[Entries from a dataset]
○ ○ ○

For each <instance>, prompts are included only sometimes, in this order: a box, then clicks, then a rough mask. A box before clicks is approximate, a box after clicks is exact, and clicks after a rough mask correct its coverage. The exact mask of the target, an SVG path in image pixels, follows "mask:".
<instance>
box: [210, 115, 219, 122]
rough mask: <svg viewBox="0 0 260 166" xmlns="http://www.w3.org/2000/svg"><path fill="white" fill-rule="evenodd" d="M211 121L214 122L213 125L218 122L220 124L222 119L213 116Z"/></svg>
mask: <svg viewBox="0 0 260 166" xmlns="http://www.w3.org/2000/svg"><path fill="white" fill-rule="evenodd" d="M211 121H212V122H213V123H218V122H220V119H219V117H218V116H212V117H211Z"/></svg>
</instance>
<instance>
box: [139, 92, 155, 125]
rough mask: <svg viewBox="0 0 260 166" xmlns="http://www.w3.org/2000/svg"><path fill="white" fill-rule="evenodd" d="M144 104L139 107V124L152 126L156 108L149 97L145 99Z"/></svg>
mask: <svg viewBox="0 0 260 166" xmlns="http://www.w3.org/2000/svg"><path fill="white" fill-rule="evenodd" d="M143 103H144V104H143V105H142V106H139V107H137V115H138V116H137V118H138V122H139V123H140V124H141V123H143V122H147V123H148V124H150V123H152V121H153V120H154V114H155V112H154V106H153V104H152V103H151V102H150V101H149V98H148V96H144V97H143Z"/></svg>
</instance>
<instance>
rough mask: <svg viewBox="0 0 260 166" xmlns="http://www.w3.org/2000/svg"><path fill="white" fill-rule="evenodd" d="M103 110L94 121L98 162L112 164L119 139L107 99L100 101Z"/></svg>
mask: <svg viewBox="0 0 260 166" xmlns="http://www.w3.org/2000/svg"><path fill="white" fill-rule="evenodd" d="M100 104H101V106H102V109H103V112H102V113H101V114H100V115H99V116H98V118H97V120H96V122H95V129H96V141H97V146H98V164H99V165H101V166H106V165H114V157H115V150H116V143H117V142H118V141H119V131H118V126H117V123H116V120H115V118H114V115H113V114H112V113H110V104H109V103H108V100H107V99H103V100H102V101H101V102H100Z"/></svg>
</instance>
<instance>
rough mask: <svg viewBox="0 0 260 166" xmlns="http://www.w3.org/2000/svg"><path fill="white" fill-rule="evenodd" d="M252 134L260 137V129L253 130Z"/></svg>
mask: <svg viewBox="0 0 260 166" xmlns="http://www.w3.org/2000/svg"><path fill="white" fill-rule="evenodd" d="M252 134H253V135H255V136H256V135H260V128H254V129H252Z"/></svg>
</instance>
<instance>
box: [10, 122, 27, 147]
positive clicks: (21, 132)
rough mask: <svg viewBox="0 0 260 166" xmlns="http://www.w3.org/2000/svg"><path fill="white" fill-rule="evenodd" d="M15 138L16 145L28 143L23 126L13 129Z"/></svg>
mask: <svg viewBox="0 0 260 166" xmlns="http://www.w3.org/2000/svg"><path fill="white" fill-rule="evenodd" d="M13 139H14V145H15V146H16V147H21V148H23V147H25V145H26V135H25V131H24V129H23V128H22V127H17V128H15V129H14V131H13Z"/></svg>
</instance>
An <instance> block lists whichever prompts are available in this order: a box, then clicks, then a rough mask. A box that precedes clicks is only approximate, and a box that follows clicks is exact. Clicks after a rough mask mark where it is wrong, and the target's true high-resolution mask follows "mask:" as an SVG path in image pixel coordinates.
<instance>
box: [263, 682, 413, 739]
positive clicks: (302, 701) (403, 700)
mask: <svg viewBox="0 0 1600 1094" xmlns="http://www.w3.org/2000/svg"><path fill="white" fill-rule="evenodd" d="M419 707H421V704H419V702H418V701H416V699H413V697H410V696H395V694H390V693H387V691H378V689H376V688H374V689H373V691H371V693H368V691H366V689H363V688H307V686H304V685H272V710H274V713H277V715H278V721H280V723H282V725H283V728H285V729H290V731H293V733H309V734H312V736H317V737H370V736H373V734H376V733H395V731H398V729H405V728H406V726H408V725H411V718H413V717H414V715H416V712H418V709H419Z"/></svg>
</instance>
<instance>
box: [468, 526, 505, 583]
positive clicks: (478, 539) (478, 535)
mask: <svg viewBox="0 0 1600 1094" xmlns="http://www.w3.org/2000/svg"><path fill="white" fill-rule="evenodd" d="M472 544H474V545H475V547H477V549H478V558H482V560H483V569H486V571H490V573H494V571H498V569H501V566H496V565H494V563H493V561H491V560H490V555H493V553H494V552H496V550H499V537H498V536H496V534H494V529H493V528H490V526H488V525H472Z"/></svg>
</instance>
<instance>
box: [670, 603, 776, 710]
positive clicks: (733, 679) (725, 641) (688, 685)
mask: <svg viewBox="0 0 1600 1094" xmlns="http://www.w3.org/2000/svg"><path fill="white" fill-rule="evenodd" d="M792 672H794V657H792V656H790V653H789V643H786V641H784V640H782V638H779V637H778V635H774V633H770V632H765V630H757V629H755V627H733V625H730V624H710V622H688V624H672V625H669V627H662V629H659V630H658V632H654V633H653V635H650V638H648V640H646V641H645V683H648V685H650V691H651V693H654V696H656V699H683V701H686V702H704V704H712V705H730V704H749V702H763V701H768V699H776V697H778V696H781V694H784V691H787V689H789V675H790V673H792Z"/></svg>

○ ○ ○

▶ What you will do: Copy every entry above again, line for line, without changing anything.

▶ Solution below:
For each <instance>, prompts are included only sometimes, in this order: a box, then clicks, then a rough mask. A box before clicks is approximate, a box after clicks is exact, and clicks after a rough mask correct its coverage. The exact mask of the target, an SVG path in image pixels, follows "mask:".
<instance>
box: [210, 115, 219, 122]
rough mask: <svg viewBox="0 0 260 166" xmlns="http://www.w3.org/2000/svg"><path fill="white" fill-rule="evenodd" d="M211 121L214 122L213 125L218 122L220 124L222 119L213 116Z"/></svg>
mask: <svg viewBox="0 0 260 166" xmlns="http://www.w3.org/2000/svg"><path fill="white" fill-rule="evenodd" d="M211 121H212V122H213V123H218V122H220V119H219V117H218V116H212V117H211Z"/></svg>
</instance>
<instance>
box: [139, 92, 155, 125]
rough mask: <svg viewBox="0 0 260 166" xmlns="http://www.w3.org/2000/svg"><path fill="white" fill-rule="evenodd" d="M144 104L139 107V124L152 126L156 108L149 97L145 99Z"/></svg>
mask: <svg viewBox="0 0 260 166" xmlns="http://www.w3.org/2000/svg"><path fill="white" fill-rule="evenodd" d="M143 103H144V104H143V105H142V106H139V107H137V115H138V116H137V118H138V122H139V123H140V124H141V123H143V122H147V123H148V124H150V123H152V121H153V120H154V114H155V112H154V106H153V104H152V103H151V102H150V101H149V98H148V96H144V97H143Z"/></svg>
</instance>
<instance>
rough mask: <svg viewBox="0 0 260 166" xmlns="http://www.w3.org/2000/svg"><path fill="white" fill-rule="evenodd" d="M103 110L94 121L98 162L112 164L119 139L107 99L100 101Z"/></svg>
mask: <svg viewBox="0 0 260 166" xmlns="http://www.w3.org/2000/svg"><path fill="white" fill-rule="evenodd" d="M100 104H101V106H102V109H103V112H102V113H101V114H100V115H99V116H98V118H97V120H96V122H95V129H96V141H97V146H98V164H99V165H101V166H106V165H114V157H115V150H116V143H117V142H118V141H119V131H118V126H117V123H116V120H115V118H114V115H113V114H112V113H110V104H109V103H108V100H107V99H103V100H102V101H101V102H100Z"/></svg>
</instance>
<instance>
rough mask: <svg viewBox="0 0 260 166" xmlns="http://www.w3.org/2000/svg"><path fill="white" fill-rule="evenodd" d="M252 134L260 137V129L253 130Z"/></svg>
mask: <svg viewBox="0 0 260 166" xmlns="http://www.w3.org/2000/svg"><path fill="white" fill-rule="evenodd" d="M252 134H253V135H255V136H256V135H260V128H254V129H252Z"/></svg>
</instance>
<instance>
box: [10, 122, 27, 147]
positive clicks: (21, 132)
rough mask: <svg viewBox="0 0 260 166" xmlns="http://www.w3.org/2000/svg"><path fill="white" fill-rule="evenodd" d="M15 138L16 145L28 143L23 126L13 129Z"/></svg>
mask: <svg viewBox="0 0 260 166" xmlns="http://www.w3.org/2000/svg"><path fill="white" fill-rule="evenodd" d="M13 139H14V145H15V146H16V147H21V148H23V147H25V145H26V135H25V131H24V129H23V128H22V127H17V128H15V129H14V131H13Z"/></svg>
</instance>
An <instance> block lists whichever prompts are available in this order: a box, then clicks, then a rough mask. A box that precedes clicks is only approximate, and a box that follows clicks is exact. Clicks after a rough mask mark where it is wrong, and the target's true high-resolution mask follows "mask:" as an SVG path in image pixel coordinates.
<instance>
box: [263, 682, 413, 739]
positive clicks: (302, 701) (403, 700)
mask: <svg viewBox="0 0 1600 1094" xmlns="http://www.w3.org/2000/svg"><path fill="white" fill-rule="evenodd" d="M419 707H421V704H419V702H418V701H416V699H413V697H410V696H395V694H390V693H387V691H378V689H376V688H374V689H373V691H371V693H368V691H366V689H363V688H307V686H304V685H272V710H274V713H277V715H278V721H280V723H282V725H283V728H285V729H290V731H293V733H309V734H312V736H317V737H370V736H373V734H376V733H395V731H398V729H405V728H406V726H408V725H411V718H413V717H414V715H416V712H418V709H419Z"/></svg>
</instance>
<instance>
box: [468, 526, 505, 583]
positive clicks: (478, 539) (478, 535)
mask: <svg viewBox="0 0 1600 1094" xmlns="http://www.w3.org/2000/svg"><path fill="white" fill-rule="evenodd" d="M472 544H474V545H475V547H477V549H478V558H482V560H483V569H486V571H490V573H494V571H498V569H501V566H496V565H494V563H493V561H491V560H490V555H493V553H494V552H496V550H499V537H498V536H496V534H494V529H493V528H490V526H488V525H472Z"/></svg>
</instance>
<instance>
box: [670, 603, 776, 710]
positive clicks: (733, 679) (725, 641) (688, 685)
mask: <svg viewBox="0 0 1600 1094" xmlns="http://www.w3.org/2000/svg"><path fill="white" fill-rule="evenodd" d="M792 672H794V657H792V656H790V653H789V643H786V641H784V640H782V638H779V637H778V635H774V633H770V632H765V630H757V629H755V627H733V625H730V624H710V622H688V624H672V625H669V627H662V629H659V630H658V632H654V633H653V635H650V638H648V640H646V641H645V683H648V685H650V691H651V693H654V696H656V699H683V701H686V702H704V704H712V705H730V704H749V702H763V701H768V699H776V697H778V696H781V694H784V691H787V689H789V675H790V673H792Z"/></svg>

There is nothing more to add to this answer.